*** Opening Records for the task ***
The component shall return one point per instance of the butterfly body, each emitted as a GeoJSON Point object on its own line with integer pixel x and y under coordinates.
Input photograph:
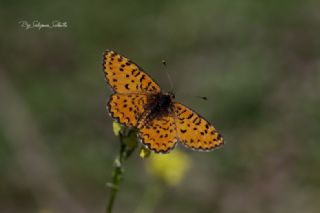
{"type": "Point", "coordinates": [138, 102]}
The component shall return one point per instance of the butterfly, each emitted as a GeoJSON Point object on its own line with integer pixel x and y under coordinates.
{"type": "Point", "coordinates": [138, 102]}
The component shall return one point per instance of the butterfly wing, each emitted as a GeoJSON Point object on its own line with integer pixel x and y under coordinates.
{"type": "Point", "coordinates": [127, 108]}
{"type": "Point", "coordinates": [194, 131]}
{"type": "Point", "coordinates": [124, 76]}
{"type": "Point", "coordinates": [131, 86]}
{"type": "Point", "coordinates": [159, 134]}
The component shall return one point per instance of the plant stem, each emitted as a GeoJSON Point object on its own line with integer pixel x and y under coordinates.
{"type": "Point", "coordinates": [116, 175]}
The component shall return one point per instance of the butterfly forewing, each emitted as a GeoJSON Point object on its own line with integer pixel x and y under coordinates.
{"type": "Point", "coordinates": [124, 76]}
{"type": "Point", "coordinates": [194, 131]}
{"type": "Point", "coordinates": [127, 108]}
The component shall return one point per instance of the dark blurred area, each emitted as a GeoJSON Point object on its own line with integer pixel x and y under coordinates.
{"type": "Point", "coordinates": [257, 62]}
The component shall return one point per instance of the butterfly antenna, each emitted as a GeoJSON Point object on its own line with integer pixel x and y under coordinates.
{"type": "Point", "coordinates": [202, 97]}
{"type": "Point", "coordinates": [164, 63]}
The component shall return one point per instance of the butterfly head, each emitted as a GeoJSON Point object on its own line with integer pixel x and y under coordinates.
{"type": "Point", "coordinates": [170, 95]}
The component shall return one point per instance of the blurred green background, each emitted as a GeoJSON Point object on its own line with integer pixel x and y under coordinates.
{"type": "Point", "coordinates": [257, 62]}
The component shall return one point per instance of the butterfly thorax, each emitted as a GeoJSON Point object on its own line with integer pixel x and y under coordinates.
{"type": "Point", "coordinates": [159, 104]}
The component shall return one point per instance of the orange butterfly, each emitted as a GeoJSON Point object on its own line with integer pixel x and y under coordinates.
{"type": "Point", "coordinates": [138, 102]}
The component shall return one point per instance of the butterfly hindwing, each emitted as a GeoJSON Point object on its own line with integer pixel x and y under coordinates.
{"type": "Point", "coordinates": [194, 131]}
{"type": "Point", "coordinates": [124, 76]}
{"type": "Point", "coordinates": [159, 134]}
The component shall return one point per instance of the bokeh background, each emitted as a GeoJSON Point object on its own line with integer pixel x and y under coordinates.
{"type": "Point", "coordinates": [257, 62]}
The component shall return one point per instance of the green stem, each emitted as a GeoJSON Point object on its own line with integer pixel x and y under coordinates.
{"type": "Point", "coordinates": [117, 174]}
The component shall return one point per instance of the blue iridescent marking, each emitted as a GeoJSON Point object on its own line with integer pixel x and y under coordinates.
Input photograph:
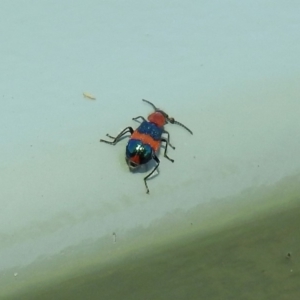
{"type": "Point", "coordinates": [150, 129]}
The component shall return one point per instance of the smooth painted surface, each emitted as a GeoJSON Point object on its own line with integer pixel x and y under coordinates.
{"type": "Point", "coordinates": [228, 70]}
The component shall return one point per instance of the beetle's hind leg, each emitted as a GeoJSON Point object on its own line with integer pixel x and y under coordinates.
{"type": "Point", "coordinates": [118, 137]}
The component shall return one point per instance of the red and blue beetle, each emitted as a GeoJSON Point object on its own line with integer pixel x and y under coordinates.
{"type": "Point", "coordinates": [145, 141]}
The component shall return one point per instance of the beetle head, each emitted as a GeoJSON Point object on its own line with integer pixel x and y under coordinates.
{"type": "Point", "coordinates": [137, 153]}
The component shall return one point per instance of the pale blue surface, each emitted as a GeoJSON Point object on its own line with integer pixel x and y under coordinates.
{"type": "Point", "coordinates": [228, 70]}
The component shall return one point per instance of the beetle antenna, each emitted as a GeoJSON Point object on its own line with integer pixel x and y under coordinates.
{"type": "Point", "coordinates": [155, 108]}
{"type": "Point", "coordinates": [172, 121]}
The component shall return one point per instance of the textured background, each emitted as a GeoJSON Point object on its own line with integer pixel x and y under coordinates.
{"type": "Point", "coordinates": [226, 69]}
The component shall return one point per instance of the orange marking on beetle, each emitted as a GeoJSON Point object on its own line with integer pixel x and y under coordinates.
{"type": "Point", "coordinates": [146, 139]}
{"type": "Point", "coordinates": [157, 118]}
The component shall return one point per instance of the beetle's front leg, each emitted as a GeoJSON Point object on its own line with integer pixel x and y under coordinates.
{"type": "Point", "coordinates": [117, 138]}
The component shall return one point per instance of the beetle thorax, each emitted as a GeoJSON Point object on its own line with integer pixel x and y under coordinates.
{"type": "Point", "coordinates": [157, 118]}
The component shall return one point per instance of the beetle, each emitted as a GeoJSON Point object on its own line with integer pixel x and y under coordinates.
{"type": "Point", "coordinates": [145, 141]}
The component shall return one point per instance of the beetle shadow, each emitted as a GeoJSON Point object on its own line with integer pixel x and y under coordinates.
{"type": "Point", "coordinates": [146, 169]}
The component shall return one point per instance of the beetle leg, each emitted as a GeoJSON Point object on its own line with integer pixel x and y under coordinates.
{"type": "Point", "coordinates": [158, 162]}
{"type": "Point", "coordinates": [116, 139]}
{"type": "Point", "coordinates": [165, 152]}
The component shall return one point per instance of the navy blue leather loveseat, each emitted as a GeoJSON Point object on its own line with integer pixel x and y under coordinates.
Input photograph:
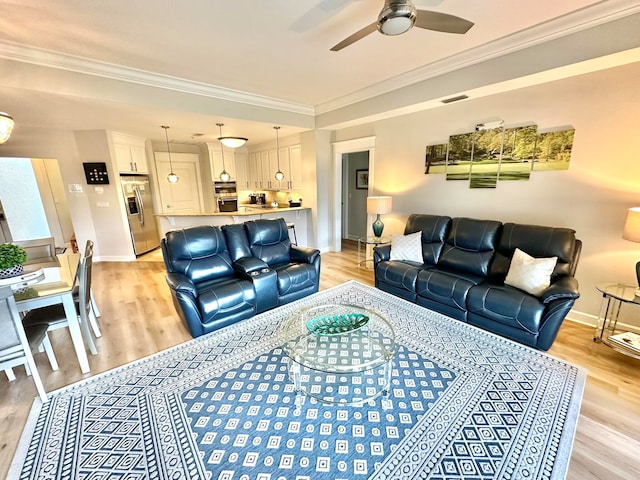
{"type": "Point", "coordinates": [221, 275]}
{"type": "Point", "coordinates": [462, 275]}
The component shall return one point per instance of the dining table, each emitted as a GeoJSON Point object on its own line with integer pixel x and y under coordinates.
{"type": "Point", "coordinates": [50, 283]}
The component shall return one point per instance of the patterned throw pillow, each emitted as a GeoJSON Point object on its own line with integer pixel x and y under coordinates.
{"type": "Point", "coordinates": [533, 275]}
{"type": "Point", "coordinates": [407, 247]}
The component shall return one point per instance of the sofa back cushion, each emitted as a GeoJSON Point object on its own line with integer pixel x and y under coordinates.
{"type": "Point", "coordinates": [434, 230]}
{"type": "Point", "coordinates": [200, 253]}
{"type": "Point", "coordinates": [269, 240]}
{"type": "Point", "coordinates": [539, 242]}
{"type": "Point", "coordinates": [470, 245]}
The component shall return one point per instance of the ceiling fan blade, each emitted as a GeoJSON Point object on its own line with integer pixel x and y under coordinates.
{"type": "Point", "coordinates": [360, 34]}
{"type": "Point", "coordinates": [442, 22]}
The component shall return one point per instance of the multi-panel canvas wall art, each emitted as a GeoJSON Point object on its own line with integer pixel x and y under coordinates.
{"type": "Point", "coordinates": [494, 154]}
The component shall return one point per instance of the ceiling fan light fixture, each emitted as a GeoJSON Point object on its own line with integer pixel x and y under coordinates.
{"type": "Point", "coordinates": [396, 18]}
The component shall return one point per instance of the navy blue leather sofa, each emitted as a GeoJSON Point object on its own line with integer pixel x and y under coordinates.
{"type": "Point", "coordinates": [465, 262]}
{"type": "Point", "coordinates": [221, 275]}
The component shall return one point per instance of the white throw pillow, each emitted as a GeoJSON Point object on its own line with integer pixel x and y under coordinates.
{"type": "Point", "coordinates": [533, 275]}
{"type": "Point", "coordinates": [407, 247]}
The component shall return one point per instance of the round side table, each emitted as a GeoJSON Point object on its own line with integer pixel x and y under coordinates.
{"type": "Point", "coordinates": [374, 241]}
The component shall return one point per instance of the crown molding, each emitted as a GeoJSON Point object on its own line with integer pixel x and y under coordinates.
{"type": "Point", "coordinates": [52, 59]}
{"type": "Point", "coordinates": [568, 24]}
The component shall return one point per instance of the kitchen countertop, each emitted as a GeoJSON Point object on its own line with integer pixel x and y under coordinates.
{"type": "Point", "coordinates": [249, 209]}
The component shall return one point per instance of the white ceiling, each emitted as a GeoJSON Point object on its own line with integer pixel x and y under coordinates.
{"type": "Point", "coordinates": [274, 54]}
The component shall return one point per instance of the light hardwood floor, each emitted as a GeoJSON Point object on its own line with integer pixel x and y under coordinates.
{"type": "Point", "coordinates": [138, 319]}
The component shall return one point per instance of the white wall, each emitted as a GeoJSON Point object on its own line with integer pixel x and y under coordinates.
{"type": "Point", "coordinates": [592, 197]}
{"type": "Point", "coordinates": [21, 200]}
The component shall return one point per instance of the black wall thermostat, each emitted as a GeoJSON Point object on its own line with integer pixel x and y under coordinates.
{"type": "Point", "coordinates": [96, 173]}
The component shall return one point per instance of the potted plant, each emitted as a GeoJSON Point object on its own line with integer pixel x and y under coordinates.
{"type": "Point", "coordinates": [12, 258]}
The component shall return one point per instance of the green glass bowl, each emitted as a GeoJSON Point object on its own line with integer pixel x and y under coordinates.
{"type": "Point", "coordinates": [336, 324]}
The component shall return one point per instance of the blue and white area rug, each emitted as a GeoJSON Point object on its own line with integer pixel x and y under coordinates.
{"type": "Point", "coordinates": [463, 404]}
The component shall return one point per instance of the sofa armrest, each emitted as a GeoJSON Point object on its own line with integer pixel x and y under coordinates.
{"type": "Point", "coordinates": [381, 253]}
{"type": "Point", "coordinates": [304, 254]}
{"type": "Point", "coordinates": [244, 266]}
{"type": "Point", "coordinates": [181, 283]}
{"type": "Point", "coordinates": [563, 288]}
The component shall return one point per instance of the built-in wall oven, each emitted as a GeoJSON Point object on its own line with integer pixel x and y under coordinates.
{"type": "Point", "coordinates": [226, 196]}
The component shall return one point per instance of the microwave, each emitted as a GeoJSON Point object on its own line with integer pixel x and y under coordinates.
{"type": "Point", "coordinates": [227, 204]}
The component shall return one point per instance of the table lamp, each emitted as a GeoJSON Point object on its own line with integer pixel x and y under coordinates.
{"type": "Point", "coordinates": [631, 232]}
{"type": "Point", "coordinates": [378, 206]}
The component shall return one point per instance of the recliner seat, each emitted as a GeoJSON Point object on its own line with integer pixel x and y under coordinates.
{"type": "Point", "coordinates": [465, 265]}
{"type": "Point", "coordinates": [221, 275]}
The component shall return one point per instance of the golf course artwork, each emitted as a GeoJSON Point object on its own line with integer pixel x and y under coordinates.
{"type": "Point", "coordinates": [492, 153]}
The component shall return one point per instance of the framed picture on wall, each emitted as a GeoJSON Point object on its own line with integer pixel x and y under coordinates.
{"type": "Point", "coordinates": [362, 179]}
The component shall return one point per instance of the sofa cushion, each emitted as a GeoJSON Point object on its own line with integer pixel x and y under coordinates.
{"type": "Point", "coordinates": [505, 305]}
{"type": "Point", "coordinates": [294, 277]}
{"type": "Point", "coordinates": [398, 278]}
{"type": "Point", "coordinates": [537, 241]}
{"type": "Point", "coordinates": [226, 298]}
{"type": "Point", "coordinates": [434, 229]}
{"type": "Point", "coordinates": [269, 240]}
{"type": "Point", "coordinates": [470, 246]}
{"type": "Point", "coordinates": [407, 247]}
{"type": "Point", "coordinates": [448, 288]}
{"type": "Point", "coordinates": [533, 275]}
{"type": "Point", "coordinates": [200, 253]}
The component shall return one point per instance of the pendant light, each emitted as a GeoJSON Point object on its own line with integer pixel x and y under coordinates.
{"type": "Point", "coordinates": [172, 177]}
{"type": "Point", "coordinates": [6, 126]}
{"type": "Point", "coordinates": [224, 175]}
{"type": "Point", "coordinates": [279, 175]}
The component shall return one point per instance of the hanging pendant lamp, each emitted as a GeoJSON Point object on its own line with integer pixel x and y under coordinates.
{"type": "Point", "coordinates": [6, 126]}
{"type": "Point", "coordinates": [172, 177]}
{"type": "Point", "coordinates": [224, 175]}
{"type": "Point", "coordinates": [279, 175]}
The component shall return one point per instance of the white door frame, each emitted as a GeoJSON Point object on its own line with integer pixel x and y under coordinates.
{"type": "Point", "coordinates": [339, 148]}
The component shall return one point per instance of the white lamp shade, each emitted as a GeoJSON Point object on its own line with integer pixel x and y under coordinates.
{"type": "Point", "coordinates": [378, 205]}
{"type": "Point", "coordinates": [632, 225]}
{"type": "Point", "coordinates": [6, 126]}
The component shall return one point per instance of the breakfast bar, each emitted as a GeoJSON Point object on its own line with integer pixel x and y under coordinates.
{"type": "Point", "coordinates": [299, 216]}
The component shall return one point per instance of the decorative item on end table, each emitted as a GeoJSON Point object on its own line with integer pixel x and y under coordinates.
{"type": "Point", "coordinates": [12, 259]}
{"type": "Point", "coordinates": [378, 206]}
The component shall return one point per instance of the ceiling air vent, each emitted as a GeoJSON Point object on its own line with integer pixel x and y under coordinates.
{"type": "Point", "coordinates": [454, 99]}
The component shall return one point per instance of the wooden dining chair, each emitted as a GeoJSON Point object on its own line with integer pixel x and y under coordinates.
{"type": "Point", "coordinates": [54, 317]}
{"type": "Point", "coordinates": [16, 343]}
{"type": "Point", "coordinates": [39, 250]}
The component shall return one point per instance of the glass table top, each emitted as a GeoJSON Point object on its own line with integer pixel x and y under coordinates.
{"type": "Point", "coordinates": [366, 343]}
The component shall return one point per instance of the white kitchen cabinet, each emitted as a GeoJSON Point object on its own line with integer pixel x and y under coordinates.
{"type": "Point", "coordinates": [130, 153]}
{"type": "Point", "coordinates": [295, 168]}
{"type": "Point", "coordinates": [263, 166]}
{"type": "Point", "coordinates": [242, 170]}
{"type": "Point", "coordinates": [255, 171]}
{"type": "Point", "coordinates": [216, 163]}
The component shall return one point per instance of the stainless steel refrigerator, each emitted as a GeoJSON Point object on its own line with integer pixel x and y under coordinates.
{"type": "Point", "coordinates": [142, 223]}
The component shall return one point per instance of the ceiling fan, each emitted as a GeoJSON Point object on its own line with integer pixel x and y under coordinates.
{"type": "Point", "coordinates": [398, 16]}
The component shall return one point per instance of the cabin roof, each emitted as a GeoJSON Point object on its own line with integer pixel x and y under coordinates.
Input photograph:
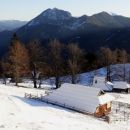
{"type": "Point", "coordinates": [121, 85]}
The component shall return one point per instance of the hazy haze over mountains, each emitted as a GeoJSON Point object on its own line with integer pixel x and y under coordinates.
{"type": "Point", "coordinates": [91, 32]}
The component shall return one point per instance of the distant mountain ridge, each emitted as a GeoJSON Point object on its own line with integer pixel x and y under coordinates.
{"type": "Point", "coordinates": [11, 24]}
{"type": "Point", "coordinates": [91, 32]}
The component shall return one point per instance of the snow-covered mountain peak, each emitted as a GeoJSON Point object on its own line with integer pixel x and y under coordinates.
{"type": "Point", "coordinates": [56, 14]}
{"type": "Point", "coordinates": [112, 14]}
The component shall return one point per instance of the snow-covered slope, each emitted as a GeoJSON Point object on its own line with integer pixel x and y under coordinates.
*** Closing Records for the task ***
Exercise aim →
Only the lines from the one containing "The component shall return one point per instance of the hazy" through the last line of the records are to be set down, exactly as they appear.

Response to this task →
The component shall return one point per instance of the hazy haze over mountains, each emitted as a GeoJSON Point object on its own line with integer pixel x and y under coordinates.
{"type": "Point", "coordinates": [91, 32]}
The component shall return one point per instance of the distant mountain ridge, each emitted as a GeoJSON Point object on its own line with integer pixel x and y under coordinates.
{"type": "Point", "coordinates": [11, 24]}
{"type": "Point", "coordinates": [91, 32]}
The component shall return one point per instance of the snow-covered mountain peak, each emitted as a GeoJSON Point object on its own line with integer pixel x and y under coordinates.
{"type": "Point", "coordinates": [56, 14]}
{"type": "Point", "coordinates": [112, 14]}
The component shall return one point per instance of the snow-covered slope, each emitted as a GeoJSON Point object on its own line with integer pixel x and y under coordinates.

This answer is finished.